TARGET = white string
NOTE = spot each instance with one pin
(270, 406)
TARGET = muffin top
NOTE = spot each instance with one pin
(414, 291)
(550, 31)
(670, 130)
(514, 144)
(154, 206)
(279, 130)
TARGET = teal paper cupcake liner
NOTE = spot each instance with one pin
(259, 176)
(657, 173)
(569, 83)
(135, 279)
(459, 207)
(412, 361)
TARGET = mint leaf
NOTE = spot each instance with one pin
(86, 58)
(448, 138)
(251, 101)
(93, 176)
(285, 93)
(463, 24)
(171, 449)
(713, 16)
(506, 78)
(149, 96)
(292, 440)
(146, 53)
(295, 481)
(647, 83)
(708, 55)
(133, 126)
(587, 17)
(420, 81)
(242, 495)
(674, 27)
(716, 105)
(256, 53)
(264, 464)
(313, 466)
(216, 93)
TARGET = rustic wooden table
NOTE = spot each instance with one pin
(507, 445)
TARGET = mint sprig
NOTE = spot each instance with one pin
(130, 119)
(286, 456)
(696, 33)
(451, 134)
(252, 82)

-=-=-=-=-

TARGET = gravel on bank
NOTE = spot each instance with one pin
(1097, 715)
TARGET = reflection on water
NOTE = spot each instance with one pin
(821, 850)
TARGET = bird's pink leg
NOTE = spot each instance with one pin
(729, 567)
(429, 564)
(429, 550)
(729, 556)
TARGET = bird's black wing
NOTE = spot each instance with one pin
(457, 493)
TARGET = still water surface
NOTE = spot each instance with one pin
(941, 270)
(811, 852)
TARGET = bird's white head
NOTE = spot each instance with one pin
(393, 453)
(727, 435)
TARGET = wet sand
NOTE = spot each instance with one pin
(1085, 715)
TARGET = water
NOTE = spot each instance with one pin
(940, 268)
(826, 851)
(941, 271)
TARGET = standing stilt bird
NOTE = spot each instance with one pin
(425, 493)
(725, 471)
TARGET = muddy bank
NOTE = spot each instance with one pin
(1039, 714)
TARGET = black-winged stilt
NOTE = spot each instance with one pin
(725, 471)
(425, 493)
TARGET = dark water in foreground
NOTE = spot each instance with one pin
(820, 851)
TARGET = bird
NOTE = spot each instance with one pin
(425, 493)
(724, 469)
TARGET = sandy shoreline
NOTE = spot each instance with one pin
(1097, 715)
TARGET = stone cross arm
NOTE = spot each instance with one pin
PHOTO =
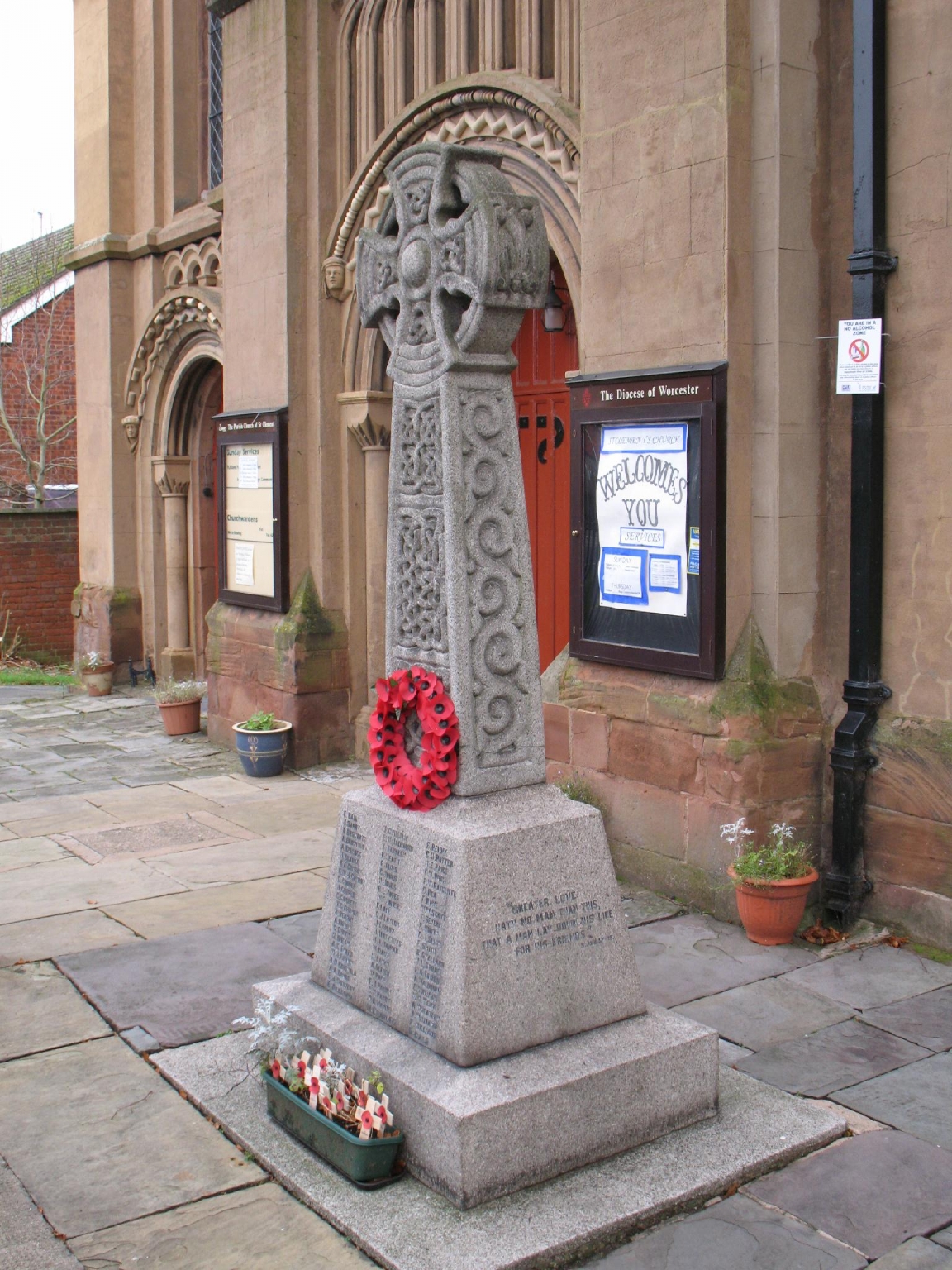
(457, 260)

-=-=-=-=-

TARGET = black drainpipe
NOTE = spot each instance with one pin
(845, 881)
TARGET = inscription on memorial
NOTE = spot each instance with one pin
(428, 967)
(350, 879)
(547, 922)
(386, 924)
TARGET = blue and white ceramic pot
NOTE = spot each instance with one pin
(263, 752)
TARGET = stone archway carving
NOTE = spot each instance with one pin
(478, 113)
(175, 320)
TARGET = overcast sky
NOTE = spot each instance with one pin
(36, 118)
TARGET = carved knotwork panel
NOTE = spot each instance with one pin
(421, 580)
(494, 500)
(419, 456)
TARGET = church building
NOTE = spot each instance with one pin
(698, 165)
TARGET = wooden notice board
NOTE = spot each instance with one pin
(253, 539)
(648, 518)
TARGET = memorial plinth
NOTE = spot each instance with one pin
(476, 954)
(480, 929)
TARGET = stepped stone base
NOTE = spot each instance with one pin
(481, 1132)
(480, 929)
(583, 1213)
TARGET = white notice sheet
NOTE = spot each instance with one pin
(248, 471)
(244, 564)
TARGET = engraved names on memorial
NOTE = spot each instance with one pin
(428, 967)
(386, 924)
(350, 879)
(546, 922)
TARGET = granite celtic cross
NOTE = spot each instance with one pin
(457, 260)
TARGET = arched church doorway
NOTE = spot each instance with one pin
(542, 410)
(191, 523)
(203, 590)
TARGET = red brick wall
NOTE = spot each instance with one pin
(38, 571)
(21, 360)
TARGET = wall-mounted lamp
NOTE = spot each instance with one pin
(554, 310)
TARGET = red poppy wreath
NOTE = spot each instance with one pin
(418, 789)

-=-=-=-=-

■ INSTRUCTION ■
Gather every line of the rows that contains the word "stone" and copy each one.

■ SOLUTION FOR THIS EXERCISE ■
TARGET = stone cross arm
TARGET = stone archway carving
TARGET = stepped stone base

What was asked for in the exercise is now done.